This Agreement shall (subject to the provisions for earlier termination set out in these Conditions) continue until delivery of all Products and Services under the Agreement at which point it shall terminate automatically without notice.
Placing an Order
The Order constitutes an offer by the Client to purchase Products and/or Services subject to and incorporating these Conditions.
On receipt of an Order, Thomas Lyte will refer to its stock levels, production and delivery schedule, and will, if it is capable of doing so, accept the Order. Thomas Lyte shall issue an Order Confirmation. The Client must inspect, sign and return the Order Confirmation in order to proceed with the Order. The Order will be confirmed when Thomas Lyte receives the Order Confirmation from the Client, authorised either electronically or by signature. Any Order shall be accepted entirely at the discretion of Thomas Lyte. Thomas Lyte has no obligation to carry out any work prior to receipt of a signed Order Confirmation from the Client.
The Agreement shall be subject to these Conditions to the exclusion of all other terms and conditions (including any terms or conditions which the Client purports to apply under any purchase order, Order Confirmation or other document whatsoever and whenever).
It is the Client’s obligation to ensure that the terms of its Order Confirmation are complete and accurate.
If you are a consumer:
(a) you have 14 days after delivery of the Products to change your mind, this is your cooling-off period. To end the contract with us, please let us know by doing one of the following: call customer services on +44 (0)207 751 8844 or email us at email@example.com. If you email us, please provide your name, address, details of the Order and, where available, your phone number and email address. You may use the model cancellation form attached to these Conditions (but it is not obligatory).
Please note that the cooling-off period does not apply to Bespoke Products or Personalising, and you will not be able to cancel an Order for Bespoke Products or Personalising, unless such Bespoke Products are faulty on delivery.
(b) if you change your mind during the cooling-off period, you have to return the Product to us within 14 days of your telling us you have changed your mind. Products must be in a re-saleable condition and undamaged (unless faulty on delivery), and in their original and undamaged packaging.

● To be done
1. According to the terms and conditions text, when is an Order confirmed?
2. Write the next part of the Thomas Lyte terms and conditions, picking up right after the clause on returning Products within 14 days in re-saleable condition.

● Provided material
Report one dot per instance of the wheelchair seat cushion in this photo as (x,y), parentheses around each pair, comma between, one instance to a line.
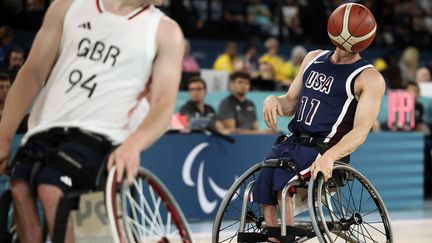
(272,180)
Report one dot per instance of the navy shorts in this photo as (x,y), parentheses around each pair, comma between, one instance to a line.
(272,180)
(90,152)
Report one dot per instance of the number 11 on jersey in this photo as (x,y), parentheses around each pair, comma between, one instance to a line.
(314,107)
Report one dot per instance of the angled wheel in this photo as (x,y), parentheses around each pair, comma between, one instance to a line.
(347,208)
(227,224)
(8,231)
(144,211)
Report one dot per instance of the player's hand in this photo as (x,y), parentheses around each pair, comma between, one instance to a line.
(5,148)
(126,158)
(271,109)
(323,164)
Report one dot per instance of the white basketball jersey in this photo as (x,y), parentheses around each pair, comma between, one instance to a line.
(105,62)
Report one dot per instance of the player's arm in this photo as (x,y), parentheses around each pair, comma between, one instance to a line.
(372,89)
(285,105)
(33,73)
(165,82)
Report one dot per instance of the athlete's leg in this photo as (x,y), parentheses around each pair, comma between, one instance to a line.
(29,228)
(289,217)
(270,217)
(49,196)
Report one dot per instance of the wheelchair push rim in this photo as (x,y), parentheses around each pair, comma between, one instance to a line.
(347,208)
(227,224)
(144,211)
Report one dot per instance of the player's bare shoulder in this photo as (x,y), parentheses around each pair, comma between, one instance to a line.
(371,80)
(310,56)
(169,32)
(58,9)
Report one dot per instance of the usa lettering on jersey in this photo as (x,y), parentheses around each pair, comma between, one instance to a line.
(319,81)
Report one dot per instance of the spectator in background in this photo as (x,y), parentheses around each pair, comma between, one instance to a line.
(238,114)
(6,44)
(5,83)
(272,57)
(196,108)
(409,63)
(292,67)
(259,17)
(389,68)
(291,20)
(189,63)
(234,21)
(265,79)
(15,61)
(251,59)
(420,126)
(210,15)
(423,75)
(225,62)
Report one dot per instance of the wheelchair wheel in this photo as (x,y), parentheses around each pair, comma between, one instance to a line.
(144,211)
(347,208)
(227,224)
(8,232)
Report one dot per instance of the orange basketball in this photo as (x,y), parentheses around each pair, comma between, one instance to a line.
(351,27)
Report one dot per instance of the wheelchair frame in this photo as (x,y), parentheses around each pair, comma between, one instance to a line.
(113,190)
(320,207)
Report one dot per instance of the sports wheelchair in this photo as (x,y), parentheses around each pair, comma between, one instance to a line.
(144,211)
(346,208)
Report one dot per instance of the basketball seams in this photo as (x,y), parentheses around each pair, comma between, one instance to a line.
(354,16)
(359,25)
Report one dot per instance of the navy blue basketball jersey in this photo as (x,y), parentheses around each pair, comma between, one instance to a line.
(327,104)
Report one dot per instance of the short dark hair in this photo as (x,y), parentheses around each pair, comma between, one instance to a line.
(18,50)
(6,31)
(4,77)
(197,79)
(240,74)
(413,84)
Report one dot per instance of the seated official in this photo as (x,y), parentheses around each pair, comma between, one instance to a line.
(238,114)
(200,115)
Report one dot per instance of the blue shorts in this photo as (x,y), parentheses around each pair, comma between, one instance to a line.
(272,180)
(90,153)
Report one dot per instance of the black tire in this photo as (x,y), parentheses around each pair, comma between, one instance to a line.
(227,222)
(131,220)
(347,208)
(7,226)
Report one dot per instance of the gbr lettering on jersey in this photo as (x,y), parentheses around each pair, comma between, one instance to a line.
(96,51)
(319,81)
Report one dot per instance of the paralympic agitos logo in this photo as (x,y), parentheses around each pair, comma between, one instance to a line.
(208,206)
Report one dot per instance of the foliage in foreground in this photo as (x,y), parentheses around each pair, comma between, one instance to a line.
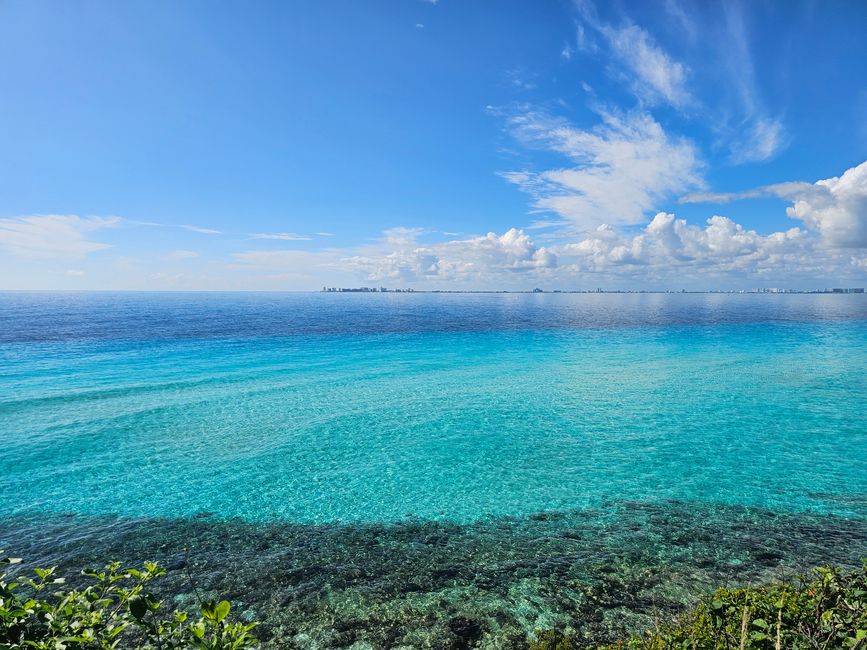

● Results by task
1. An Order is confirmed when Thomas Lyte receives the Order Confirmation from the Client, authorised either electronically or by signature.

2.
(c) we do not provide pre-paid return labels for any returns. Where you return Products because you have changed your mind, you will be responsible for the cost of returning the Products to us (for example, postal or courier charges). Where you are returning the Product because it is faulty, we will reimburse standard postage paid. We are not able to reimburse you if you use a special service. You can send the Product back to us using an established delivery service. If you do this, you should keep a receipt or other evidence from the delivery service that proves you have sent it and when you sent it. If you do not do this and we do not receive the Products at all or within a reasonable time we will not refund you the Fee.
Altering an Order
It is understood that Thomas Lyte will prepare each Order in reliance upon the information contained in the Order Confirmation. Should the Client subsequently wish to change its order, Thomas Lyte will endeavour to amend the Order to take this into account, and, if possible, will not charge for the alteration to the Order.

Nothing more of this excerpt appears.